# TAREAS POR REALIZAR:
- a) En el texto sobre Egipto y Jerusalem, ¿cómo se llama la madre del joven esclavo judío de la primera escena?
- b) Reproduce el fragmento del texto sobre Egipto y Jerusalem comprendido entre "Por Carlos Duclos" y "Raquel sin consuelo.", ambos incluidos.
- c) Escribe la continuación del texto sobre Egipto y Jerusalem a partir de su última oración.

# TEXTO EXTRAÍDO:
^^^^^^^^^^^^^^^^

Por Carlos Duclos
Sucedió hace 5779 años. Era una tarde como esta en la que escribo estas breves líneas: un verdugo egipcio azota una y otra vez en la espalda, con un látigo trenzado y puntas rematadas en esferas de acero, a un joven esclavo judío. La madre, Raquel, impotente, observa la escena en el lejano Egipto y llora desconsoladamente.
Sucedió hace 2019 años también en una tarde como esta: un verdugo romano azota sin piedad a un hombre judío (si es que como dijo el historiador judío Josefo, a aquel Jesús se le podía llamar hombre por los portentos que realizó). Su madre, María, hija de un gran rabino, impotente, observa el castigo en la lejana Jerusalem y llora como aquella Raquel sin consuelo.
Las dos escenas están llenas de significado, símbolos, alegorías y figuras. Las principales imágenes que emergen son la opresión, la injusticia, el maltrato y seguidamente la terrible soledad de los castigados; el dolor de ellos y de sus seres amados.
Han pasado siglos, y la escena se repite una y otra vez. Aquel joven judío, como tantos otros de aquellos años de Egipto, aquel hombre llevado a la cruz en Jerusalem, siguen siendo castigados por los imperios ¿Sus pecados? Ser inocentes, desear una vida digna, de plena paz interior, anhelar derechos fundamentales satisfechos ¿Sus pecados? Creer en un único Dios y poder ser respetados por sus creencias, poder vivirlas en libertad, sin ser atacados de una u otra forma ¿Sus pecados? Creer en la vida y consagrarse a ella.

^^^^^^^^^^^^^^^^

# DATOS PROPORCIONADOS:
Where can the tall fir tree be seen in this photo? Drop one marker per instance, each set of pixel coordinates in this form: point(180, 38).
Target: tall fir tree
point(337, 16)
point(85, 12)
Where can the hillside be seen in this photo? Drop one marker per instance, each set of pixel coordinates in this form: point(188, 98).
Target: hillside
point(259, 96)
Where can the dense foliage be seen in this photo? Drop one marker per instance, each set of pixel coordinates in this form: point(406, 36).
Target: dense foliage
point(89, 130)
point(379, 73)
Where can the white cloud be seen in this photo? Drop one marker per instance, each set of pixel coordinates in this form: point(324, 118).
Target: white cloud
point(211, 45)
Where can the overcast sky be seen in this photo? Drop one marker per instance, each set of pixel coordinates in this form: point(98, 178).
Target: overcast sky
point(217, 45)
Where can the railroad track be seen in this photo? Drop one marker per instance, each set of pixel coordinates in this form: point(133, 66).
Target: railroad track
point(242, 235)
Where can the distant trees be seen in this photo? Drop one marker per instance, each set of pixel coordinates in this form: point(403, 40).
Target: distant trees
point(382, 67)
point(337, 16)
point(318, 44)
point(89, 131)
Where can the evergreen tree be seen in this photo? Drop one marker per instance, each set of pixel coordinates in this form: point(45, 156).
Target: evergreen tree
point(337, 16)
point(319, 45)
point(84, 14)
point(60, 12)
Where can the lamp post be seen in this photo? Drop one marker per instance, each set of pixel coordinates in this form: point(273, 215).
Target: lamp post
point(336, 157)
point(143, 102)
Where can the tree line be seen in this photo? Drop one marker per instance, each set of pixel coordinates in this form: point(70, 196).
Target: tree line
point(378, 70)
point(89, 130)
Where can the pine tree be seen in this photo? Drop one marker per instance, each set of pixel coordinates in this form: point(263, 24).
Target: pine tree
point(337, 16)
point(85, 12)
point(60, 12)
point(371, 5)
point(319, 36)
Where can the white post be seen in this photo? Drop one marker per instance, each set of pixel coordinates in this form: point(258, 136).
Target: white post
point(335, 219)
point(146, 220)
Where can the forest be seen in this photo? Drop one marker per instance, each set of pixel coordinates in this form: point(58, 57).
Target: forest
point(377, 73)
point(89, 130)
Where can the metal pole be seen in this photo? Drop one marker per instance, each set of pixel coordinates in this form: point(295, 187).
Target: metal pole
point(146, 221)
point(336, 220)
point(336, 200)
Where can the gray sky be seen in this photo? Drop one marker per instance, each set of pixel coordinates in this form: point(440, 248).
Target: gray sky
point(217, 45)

^^^^^^^^^^^^^^^^

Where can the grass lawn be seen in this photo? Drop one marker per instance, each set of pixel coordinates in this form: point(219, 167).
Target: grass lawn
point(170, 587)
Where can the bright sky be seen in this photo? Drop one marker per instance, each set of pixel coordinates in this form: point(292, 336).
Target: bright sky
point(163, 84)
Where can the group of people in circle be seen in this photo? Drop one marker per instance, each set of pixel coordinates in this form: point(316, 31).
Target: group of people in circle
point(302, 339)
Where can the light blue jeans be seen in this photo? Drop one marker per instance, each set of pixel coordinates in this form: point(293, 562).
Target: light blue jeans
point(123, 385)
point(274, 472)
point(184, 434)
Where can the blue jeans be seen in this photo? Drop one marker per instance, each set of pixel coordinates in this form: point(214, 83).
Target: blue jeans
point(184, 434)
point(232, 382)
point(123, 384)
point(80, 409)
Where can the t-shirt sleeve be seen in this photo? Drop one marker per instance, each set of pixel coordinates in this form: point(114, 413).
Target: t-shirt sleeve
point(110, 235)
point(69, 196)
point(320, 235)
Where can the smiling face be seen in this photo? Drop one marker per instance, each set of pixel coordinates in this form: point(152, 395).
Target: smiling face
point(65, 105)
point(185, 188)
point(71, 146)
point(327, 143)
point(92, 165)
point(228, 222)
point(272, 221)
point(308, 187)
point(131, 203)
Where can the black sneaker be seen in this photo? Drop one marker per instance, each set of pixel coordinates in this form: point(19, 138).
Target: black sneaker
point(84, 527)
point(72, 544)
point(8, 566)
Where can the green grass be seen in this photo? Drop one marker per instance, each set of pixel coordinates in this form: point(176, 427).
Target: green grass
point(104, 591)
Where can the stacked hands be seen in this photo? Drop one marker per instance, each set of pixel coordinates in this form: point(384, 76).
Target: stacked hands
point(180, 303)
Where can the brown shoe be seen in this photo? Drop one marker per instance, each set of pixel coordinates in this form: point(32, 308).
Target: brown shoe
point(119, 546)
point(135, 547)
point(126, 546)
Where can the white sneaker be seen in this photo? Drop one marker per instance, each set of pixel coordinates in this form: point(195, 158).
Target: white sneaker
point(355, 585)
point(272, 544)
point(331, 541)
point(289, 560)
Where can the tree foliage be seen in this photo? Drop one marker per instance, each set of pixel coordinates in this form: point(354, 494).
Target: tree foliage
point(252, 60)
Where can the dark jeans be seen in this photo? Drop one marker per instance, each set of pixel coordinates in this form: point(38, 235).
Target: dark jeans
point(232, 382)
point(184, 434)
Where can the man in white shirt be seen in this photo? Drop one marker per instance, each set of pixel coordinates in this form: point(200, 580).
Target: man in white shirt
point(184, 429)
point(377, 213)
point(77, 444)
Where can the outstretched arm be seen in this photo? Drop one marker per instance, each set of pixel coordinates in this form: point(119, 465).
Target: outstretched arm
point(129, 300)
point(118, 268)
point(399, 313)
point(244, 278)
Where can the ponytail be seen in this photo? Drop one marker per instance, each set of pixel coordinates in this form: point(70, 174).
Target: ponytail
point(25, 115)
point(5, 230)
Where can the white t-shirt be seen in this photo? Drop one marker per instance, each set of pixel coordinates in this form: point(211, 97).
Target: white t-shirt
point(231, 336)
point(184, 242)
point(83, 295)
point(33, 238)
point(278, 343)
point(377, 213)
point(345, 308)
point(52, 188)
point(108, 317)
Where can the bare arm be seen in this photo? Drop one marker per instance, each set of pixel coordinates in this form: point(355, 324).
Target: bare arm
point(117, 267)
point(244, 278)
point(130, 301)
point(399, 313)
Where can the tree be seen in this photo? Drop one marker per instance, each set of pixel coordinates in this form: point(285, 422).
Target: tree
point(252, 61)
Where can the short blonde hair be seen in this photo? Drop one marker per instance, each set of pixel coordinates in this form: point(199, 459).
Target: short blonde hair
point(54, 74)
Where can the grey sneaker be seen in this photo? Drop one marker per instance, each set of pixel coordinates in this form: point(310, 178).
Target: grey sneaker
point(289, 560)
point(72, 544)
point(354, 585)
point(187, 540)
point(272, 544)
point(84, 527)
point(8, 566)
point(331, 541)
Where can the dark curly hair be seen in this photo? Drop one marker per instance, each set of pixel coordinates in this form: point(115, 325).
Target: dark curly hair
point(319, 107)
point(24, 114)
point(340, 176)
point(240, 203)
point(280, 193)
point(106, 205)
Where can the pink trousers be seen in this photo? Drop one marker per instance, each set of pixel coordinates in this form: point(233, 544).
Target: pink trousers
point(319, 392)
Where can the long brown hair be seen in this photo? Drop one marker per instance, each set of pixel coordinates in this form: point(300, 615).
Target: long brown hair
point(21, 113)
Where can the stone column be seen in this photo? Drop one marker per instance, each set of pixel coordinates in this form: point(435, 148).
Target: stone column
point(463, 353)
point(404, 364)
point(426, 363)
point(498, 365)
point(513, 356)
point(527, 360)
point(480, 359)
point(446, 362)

^^^^^^^^^^^^^^^^

# RESPUESTAS DEL EJERCICIO:
- a) Raquel.

- b)
Por Carlos Duclos
Sucedió hace 5779 años. Era una tarde como esta en la que escribo estas breves líneas: un verdugo egipcio azota una y otra vez en la espalda, con un látigo trenzado y puntas rematadas en esferas de acero, a un joven esclavo judío. La madre, Raquel, impotente, observa la escena en el lejano Egipto y llora desconsoladamente.
Sucedió hace 2019 años también en una tarde como esta: un verdugo romano azota sin piedad a un hombre judío (si es que como dijo el historiador judío Josefo, a aquel Jesús se le podía llamar hombre por los portentos que realizó). Su madre, María, hija de un gran rabino, impotente, observa el castigo en la lejana Jerusalem y llora como aquella Raquel sin consuelo.

- c)
Aquel joven hijo de Raquel, “Ese Hombre”, hijo de María, han permanecido a través de los siglos en los que sufren, en los que lloran, en los postergados y excluidos, en los que atraviesan los días de sus vidas en la soledad, que es el más cruel de los dolores. Sí, porque cualquier angustia, incluso en el umbral de la muerte, puede ser soportada si el ser se sabe acompañado; pero el dolor en la soledad es lo completamente amargo de la misma amargura; es el tormento que no tiene atenuantes.
El hijo de Raquel como el Hijo de María, no obstante la esclavitud y el sometimiento, no obstante el tormento y la cruz, conocieron, en aquellos remotos días que hoy recordamos, la liberación. No fue fácil, de los azotes del Faraón, de la humillación permanente; de los azotes del romano, debió uno atravesar el desierto para llegar a la Tierra de Promisión y otro padecer la cruz para poder retornar a la vida.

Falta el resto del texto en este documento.